Rows from a dataset
========

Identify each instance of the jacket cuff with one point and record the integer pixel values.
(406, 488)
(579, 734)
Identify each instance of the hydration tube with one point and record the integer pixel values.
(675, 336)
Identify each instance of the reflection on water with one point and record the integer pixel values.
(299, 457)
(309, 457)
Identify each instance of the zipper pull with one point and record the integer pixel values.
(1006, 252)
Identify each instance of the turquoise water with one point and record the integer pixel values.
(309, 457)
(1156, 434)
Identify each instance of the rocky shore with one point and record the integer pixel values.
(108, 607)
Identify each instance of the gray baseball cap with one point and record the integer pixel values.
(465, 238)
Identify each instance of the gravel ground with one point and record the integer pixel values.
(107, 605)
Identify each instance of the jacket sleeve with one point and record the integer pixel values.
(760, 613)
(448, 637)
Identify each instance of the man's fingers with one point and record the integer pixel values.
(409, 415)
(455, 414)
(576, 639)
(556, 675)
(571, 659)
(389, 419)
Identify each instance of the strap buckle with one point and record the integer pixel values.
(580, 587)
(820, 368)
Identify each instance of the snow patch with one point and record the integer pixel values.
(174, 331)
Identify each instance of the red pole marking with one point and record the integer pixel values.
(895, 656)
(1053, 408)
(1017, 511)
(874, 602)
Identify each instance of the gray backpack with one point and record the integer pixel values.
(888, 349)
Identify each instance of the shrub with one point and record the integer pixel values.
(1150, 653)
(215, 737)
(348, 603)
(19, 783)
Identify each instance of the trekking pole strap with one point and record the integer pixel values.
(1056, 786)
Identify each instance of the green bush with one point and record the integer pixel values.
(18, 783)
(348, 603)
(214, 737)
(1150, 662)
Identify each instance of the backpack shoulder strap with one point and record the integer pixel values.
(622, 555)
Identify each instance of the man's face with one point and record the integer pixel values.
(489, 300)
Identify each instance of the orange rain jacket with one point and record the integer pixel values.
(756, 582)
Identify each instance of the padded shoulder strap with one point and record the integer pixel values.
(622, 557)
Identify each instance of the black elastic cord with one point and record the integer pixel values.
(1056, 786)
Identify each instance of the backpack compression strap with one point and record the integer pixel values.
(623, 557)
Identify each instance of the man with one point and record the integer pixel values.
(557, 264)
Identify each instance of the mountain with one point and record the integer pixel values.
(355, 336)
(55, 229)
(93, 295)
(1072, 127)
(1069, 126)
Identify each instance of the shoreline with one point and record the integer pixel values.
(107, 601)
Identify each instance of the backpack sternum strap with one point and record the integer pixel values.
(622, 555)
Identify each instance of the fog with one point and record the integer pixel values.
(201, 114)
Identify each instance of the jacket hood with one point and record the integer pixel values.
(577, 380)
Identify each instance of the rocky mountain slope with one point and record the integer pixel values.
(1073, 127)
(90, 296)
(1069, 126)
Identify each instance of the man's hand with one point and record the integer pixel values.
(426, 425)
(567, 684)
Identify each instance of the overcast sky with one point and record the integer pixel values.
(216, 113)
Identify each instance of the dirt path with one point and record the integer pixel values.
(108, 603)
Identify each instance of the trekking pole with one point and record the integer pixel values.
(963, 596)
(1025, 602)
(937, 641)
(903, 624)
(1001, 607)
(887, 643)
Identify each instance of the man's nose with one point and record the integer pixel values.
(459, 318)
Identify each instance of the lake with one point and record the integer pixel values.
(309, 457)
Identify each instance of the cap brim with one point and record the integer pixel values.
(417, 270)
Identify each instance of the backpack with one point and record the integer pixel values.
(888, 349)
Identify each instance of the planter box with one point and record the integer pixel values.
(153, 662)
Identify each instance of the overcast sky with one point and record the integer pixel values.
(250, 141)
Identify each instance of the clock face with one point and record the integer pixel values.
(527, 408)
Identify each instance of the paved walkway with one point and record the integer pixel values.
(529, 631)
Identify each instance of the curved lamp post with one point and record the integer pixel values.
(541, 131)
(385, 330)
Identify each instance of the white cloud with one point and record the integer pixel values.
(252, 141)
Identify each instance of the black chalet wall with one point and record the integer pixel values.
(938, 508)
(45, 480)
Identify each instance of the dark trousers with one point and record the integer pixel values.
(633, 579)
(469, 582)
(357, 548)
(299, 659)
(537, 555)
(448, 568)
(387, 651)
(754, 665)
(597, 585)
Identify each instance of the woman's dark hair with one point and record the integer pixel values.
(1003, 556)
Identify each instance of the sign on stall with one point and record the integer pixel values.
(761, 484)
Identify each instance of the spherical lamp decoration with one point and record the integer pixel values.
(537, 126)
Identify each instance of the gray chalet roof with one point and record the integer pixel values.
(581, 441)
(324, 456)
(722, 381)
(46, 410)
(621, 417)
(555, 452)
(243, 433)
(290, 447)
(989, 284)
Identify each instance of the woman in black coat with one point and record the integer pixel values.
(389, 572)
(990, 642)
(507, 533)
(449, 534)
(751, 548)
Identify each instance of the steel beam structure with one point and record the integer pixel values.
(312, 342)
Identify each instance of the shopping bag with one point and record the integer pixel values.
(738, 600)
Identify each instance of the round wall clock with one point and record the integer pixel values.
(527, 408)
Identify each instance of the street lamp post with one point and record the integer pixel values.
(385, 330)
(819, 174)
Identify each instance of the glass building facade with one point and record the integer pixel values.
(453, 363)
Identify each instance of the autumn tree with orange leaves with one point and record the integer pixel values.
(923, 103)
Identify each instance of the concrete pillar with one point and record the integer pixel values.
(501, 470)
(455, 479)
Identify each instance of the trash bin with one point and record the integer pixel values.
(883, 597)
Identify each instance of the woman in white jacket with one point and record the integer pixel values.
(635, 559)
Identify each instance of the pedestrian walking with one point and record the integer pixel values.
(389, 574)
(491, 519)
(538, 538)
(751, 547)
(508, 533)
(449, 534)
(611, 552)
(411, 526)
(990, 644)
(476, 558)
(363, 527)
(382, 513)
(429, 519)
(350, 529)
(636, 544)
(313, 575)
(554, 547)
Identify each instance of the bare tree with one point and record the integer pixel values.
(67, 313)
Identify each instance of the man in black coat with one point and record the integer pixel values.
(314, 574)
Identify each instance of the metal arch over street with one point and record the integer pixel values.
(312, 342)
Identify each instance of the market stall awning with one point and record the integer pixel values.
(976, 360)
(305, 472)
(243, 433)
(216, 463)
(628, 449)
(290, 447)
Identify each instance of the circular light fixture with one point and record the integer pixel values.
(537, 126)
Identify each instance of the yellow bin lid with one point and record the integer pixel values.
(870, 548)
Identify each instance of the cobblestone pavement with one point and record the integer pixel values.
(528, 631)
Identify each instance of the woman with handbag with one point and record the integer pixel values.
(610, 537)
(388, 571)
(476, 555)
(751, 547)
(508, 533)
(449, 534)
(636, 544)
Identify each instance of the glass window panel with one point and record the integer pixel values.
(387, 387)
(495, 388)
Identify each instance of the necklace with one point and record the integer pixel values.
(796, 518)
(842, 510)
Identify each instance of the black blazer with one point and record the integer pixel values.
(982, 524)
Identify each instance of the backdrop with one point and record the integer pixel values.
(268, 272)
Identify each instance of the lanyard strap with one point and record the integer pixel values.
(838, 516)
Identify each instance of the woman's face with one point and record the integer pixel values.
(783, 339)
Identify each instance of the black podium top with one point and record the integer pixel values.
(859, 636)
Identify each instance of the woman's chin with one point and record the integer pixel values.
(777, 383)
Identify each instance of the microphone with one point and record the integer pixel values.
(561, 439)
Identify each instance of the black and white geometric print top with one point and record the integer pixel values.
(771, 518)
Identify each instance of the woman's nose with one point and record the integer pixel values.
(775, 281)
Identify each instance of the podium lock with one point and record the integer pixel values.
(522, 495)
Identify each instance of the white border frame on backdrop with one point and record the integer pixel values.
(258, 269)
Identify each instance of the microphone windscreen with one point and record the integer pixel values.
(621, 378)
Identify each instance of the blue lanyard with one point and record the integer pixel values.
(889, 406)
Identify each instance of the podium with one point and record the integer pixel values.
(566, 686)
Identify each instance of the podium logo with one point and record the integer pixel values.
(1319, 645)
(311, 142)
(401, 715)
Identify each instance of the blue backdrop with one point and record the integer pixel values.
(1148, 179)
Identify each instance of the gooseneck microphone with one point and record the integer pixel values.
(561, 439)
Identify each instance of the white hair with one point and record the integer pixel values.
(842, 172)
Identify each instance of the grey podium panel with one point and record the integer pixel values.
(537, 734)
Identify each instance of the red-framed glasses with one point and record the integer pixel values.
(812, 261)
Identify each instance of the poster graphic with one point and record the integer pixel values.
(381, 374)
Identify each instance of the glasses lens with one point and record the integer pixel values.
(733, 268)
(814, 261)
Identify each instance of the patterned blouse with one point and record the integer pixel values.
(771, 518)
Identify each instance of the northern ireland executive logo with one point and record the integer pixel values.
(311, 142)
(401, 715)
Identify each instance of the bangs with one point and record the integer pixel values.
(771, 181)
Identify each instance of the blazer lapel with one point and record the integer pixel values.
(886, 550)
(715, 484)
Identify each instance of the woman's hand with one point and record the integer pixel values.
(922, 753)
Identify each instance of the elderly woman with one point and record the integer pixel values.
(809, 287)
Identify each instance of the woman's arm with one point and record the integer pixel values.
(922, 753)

========

• _TASK OBJECTIVE_:
All lines from the one containing "Identify each instance of the blue backdrop" through the final line of the listing above are to be reproduced exactly; include both and add nothing.

• _EXERCISE RESULT_:
Identify each instance of the blue backdrop with one point and record the integer pixel values.
(1148, 179)
Identify each instance of the gooseneck microphone with one point and record the integer pixel values.
(561, 439)
Identify each instance of the white hair with one point and record the integer pixel values.
(842, 172)
Identify each instance of the grey podium panel with one point and record the integer pixel values.
(537, 734)
Identify each instance of the red-framed glasses with one point and record the integer pixel values.
(812, 261)
Identify each instance of the poster graphic with one point and record the integer pixel values.
(381, 374)
Identify each instance of the glasses lens with one point and record the integer pixel values.
(733, 268)
(814, 261)
Identify each instance of the patterned blouse with one point and record the integer pixel values.
(771, 518)
Identify each instance of the northern ireland executive logo with one point and record the integer pixel values.
(311, 142)
(401, 715)
Identify each instance of the bangs with one point and record the integer pixel values.
(771, 181)
Identify each instance of the blazer lapel with one point and record the integer pixel values.
(886, 550)
(715, 484)
Identify each instance of the woman's hand with one point and record the integer pixel values.
(922, 753)
Identify each instance of the elderly woman with one point and record the integer pixel values.
(809, 287)
Identify each instance of the woman's arm with one point and record the integer pixel values.
(922, 753)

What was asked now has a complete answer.